[Object pointing dataset rows]
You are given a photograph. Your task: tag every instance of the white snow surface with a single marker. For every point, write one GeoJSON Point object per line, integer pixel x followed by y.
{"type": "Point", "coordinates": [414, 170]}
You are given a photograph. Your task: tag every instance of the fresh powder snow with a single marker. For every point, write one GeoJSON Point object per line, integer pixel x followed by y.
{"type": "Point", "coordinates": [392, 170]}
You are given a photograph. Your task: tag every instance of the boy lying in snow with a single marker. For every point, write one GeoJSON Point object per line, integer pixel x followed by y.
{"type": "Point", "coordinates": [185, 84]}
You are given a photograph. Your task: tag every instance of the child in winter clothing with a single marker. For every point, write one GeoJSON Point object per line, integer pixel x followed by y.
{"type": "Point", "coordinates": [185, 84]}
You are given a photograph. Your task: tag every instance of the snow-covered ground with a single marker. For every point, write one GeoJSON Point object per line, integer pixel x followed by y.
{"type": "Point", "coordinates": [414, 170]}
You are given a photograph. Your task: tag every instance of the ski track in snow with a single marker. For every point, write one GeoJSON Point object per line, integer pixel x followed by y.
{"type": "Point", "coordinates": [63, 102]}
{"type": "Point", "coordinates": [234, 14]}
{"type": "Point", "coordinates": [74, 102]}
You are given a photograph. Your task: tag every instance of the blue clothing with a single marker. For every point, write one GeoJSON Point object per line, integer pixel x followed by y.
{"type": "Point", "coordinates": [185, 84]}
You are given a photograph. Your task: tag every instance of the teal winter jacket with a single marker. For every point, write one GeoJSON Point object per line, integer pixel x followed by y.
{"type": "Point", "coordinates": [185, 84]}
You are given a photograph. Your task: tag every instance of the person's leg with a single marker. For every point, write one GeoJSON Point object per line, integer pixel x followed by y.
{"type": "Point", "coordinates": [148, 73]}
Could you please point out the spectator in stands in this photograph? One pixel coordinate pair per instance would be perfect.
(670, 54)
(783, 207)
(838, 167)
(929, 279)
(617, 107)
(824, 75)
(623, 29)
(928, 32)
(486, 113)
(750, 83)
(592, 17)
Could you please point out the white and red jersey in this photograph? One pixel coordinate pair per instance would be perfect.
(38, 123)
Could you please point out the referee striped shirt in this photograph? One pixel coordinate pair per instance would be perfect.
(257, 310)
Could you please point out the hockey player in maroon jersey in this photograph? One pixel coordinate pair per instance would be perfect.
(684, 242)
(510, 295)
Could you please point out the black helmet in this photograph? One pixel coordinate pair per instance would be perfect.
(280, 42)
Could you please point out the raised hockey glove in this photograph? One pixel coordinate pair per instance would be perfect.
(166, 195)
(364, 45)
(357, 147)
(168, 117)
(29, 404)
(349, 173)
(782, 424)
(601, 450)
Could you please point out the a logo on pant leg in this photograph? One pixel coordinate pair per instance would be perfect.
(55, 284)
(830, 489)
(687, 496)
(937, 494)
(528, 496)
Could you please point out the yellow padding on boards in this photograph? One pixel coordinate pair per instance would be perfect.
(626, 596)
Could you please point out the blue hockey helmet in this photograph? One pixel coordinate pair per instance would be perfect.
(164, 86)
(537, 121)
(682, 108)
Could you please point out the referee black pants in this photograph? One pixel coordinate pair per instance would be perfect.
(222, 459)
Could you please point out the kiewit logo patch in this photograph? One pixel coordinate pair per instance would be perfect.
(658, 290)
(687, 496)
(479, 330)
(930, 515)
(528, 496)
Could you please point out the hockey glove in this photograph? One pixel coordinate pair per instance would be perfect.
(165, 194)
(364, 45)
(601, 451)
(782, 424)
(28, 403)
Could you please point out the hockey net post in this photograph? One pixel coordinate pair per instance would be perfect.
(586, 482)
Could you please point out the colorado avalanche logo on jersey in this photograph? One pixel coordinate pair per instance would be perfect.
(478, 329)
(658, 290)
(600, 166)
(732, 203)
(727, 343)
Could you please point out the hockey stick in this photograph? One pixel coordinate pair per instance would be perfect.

▸ Required work
Rewrite the material from the line with "Could you please point out the hockey net" up to and including the last line, keeping the requests as they are. Multiply every pixel coordinate in the answers by 2.3 and round each result to a whole number, with halves rounding up.

▸ Task output
Could you please point out the hockey net post in this photograph? One pixel coordinate pair per instance would be perfect.
(1348, 1109)
Could you please point out the colorado avalanche logo on jersey in this photograph? One pixel coordinate pair per instance would be perfect.
(1099, 757)
(1513, 667)
(1380, 382)
(1684, 467)
(1672, 789)
Could you please point out the hockey stick in this photograph? One pixel coordinate pair per instance would be perfect.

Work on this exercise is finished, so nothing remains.